* Aim *
Could you write out, word for word, only the lines of the entries below running from the line containing "An image is provided above. Search it thoroughly for tall" through the line containing "[193,98,219,140]", including both of those lines?

* Given information *
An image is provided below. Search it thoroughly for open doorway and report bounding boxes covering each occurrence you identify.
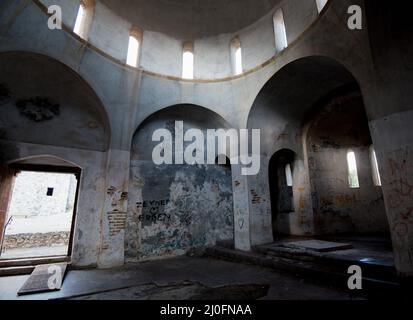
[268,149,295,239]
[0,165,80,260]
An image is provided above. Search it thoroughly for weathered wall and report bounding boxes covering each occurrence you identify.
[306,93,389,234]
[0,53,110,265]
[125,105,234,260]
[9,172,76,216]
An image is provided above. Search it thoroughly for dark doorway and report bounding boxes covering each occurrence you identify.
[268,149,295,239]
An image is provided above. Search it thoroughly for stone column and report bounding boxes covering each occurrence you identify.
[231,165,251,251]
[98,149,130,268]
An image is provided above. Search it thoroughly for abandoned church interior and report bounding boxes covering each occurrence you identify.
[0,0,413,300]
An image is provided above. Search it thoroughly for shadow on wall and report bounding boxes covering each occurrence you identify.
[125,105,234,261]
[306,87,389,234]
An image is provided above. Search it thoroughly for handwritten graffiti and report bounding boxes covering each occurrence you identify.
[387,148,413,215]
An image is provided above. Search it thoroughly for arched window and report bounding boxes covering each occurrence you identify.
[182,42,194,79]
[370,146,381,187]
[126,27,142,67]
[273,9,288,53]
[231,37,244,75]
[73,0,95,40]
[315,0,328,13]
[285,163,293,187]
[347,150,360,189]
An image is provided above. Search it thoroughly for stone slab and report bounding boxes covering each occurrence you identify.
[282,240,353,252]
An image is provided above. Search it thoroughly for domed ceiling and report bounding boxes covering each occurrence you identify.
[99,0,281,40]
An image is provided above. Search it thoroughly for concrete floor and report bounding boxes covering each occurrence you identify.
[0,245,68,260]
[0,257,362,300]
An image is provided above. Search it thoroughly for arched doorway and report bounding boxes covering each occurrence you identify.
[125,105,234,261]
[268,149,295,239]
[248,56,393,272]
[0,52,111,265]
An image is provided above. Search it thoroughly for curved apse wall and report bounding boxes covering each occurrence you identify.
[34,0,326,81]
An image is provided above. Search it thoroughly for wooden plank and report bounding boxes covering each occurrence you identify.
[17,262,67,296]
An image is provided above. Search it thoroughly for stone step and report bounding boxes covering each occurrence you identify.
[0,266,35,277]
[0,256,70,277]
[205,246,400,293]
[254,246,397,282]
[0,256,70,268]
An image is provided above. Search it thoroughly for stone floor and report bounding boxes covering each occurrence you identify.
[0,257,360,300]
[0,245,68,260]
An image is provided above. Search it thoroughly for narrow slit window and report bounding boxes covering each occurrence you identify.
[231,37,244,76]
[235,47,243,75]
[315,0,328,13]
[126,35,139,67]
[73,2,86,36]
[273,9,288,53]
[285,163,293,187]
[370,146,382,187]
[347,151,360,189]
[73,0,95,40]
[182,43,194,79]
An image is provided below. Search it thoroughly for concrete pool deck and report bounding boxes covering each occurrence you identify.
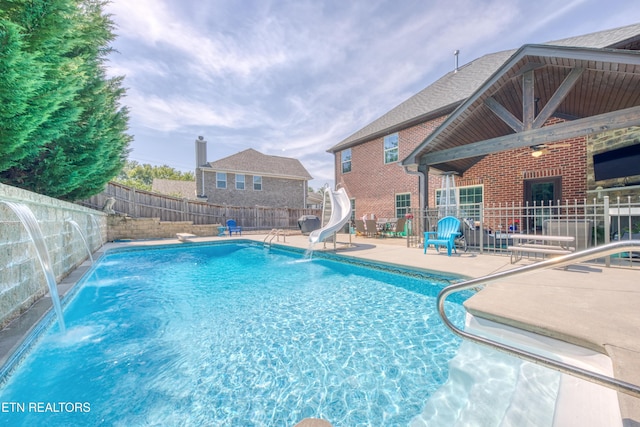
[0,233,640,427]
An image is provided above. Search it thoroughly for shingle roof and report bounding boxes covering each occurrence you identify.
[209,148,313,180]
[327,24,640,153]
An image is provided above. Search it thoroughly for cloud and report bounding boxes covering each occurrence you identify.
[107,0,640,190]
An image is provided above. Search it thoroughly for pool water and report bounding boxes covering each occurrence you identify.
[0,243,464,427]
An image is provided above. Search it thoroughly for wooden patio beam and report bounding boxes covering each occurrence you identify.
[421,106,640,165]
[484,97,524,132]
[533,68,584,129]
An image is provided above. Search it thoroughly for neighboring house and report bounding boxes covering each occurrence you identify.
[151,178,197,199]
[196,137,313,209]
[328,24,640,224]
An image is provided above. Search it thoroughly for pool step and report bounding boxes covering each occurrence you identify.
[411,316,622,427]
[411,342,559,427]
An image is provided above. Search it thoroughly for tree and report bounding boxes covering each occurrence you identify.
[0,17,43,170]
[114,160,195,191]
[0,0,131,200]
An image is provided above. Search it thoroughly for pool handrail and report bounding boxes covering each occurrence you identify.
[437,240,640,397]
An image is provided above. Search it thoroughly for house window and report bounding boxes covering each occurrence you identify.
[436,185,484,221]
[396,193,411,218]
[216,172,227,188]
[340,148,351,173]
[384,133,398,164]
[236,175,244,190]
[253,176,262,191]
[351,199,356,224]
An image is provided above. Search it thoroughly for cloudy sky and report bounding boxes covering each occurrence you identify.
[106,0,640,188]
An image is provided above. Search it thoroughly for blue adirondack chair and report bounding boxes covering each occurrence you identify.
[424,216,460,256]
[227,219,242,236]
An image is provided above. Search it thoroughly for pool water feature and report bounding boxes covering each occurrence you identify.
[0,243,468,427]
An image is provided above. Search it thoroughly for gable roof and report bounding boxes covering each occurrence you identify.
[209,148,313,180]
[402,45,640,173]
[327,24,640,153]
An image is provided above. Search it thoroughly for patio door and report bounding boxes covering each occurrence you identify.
---
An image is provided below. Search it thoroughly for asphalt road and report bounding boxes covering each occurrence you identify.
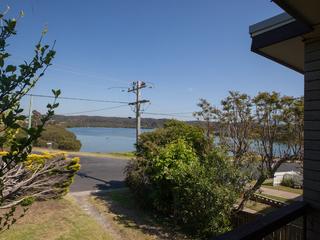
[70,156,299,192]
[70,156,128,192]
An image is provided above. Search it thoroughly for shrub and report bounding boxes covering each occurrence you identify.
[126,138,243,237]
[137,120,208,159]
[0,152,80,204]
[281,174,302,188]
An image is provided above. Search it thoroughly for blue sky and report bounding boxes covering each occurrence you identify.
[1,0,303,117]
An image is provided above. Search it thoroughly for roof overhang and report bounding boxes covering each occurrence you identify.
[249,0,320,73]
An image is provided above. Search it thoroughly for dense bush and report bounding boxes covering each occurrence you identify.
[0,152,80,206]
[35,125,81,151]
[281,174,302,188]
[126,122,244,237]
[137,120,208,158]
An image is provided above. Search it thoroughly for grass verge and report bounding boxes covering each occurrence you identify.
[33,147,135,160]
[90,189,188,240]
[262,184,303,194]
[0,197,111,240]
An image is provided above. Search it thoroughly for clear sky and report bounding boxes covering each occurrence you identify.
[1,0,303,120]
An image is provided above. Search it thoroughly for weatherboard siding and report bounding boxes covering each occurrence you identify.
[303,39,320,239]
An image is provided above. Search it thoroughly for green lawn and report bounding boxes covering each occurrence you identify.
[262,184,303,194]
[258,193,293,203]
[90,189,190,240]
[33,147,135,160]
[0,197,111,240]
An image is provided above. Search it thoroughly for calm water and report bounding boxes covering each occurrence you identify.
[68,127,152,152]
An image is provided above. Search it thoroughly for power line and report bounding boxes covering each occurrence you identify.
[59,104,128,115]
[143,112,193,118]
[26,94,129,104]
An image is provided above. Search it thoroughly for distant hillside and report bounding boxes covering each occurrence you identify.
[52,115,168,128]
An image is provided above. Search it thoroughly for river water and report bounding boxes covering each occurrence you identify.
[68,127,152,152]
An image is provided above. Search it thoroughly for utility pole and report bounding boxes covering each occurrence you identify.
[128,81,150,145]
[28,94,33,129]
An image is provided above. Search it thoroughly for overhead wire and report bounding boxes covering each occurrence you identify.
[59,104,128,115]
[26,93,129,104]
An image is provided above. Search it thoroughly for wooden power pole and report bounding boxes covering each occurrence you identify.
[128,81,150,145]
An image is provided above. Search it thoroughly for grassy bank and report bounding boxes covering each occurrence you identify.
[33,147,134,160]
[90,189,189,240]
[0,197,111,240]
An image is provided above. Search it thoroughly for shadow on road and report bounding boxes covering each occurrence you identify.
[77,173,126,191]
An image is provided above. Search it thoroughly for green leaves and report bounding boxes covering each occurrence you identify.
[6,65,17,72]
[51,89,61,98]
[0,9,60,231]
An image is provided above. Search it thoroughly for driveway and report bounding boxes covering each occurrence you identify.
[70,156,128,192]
...
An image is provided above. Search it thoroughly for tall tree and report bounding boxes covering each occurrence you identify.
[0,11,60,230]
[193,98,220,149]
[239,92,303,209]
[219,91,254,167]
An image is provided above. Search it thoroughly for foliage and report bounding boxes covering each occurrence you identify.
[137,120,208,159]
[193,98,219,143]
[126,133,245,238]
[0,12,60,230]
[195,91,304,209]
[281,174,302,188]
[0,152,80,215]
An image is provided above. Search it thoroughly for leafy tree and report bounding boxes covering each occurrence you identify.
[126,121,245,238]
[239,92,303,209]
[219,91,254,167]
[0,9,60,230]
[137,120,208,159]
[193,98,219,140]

* Result *
An image is provided above. Search it thoroughly for tall tree and report bounding boxes covering each occurrence you identify.
[0,11,60,230]
[193,98,220,149]
[239,92,303,209]
[219,91,254,167]
An image is provided above. Search it thoroughly for foliage and report bounding boxes covering each occurrence you identify.
[137,120,208,159]
[193,98,219,143]
[126,133,245,238]
[0,12,60,230]
[195,91,304,209]
[281,174,302,188]
[0,152,80,215]
An image is provided above. Search it thoroughly for leafy tree and report bounding boxes covering each occurrence you identify.
[126,121,245,238]
[239,92,303,209]
[219,91,254,167]
[0,9,60,230]
[137,120,208,159]
[193,98,219,140]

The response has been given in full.